**Exercise:** Reproduce the passage of the social anxiety essay verbatim, from "Even the bites" up to and including "deal, bad-to-the-boners notwithstanding.".

Content warnings: Racism, Spiders, Bad Words
Anxiety disorders suck. They really suck. Maybe you’re skeptical when I say that, but it’s true: They’re the pits.
Social anxiety is kind of my anxiety’s specialty. Like, if my anxiety went to college, that would have been its major. It minored in spiders.

If you’ve read any of the literature, you’ll know that social anxiety is rooted in the fear of judgment. Maybe that’s even true. You’ll also know that the mind tends to run through all of the possible negative outcomes of any given situation, essentially convincing itself that such outcomes are probable or even inevitable as opposed to just conceivable. Maybe that’s also true.

I don’t know that I experience it quite like that, though. I mean, sometimes, sure, my brain worries about what could go wrong, but for the most part, I just experience this blind, irrational panic. It doesn’t really tell me that striking up a conversation with that stranger over there will lead to a humiliating incident. It just screams at me, in all caps, that FOR THE LOVE OF GOD, DON’T, DON’T, DON’T STRIKE UP A CONVERSATION WITH THAT STRANGER OVER THERE!

Seriously, my brain can go fuck itself.

To someone who doesn’t deal with this sort of thing, it can probably seem downright silly. Such a person—with their remarkable, non-fucked-up, human brain—might be tempted to tell the anxietee to just get over it. Buck up. Stop making a big deal of it.

Let me tell you …
Bucking up does jack shit.

Have you ever seen a jack shit? It doesn’t help.

I don’t really have any advice for dealing with anxiety. If I did, I probably wouldn’t be here writing about my terrifically fucked-up human brain. But, maybe I have a framework that will help the terminally non-anxious empathize with the struggle. Because, everyone has some kind of irrational fear. Yours might be spiders. Or airplanes. Or immigrants.

Whatever it is, there’s something out there that freaks you right the fuck out.
And, as scary as spiders are, they’re typically harmless unless you’re a bug.

Even the bites of the so-called dangerous spiders—like widows and recluses—are rarely fatal. Whatever threats they do pose, are generally minimized by the administration of antivenins, though I would be remiss if I failed to mention that the venom of the Brazilian wandering spider can result in priapism. Priapism, named after the Greek god Priapus—whose giant, wooden erection is quite literally the stuff of legend—is the medical term for that condition long warned of in Cialis advertisements: a prolonged, painful erection.

So, spider bites: usually not a big deal, bad-to-the-boners notwithstanding.

But, we’re still afraid of spiders. Now, if your big fear is spiders or airplanes or immigrants, it’s usually not a whole, big thing. More often than not, you can step on a spider, avoid getting on an airplane, or build a big, stupid wall.

But, I can’t step on social situations.

**Supplied data:**
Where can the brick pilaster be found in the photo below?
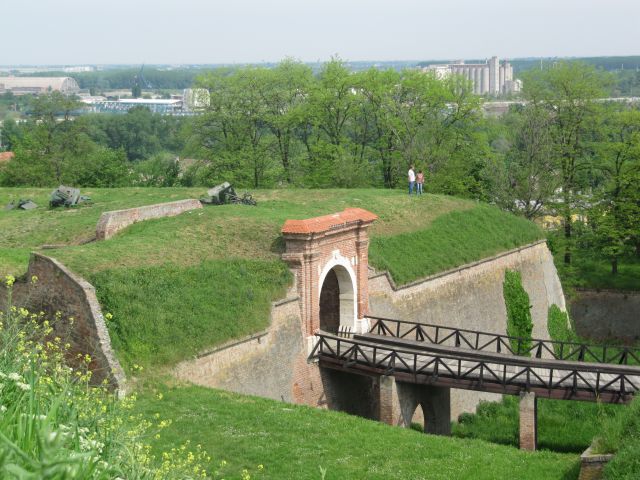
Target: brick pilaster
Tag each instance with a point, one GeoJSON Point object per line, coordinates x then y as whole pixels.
{"type": "Point", "coordinates": [528, 421]}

**Written solution:**
Even the bites of the so-called dangerous spiders—like widows and recluses—are rarely fatal. Whatever threats they do pose, are generally minimized by the administration of antivenins, though I would be remiss if I failed to mention that the venom of the Brazilian wandering spider can result in priapism. Priapism, named after the Greek god Priapus—whose giant, wooden erection is quite literally the stuff of legend—is the medical term for that condition long warned of in Cialis advertisements: a prolonged, painful erection.

So, spider bites: usually not a big deal, bad-to-the-boners notwithstanding.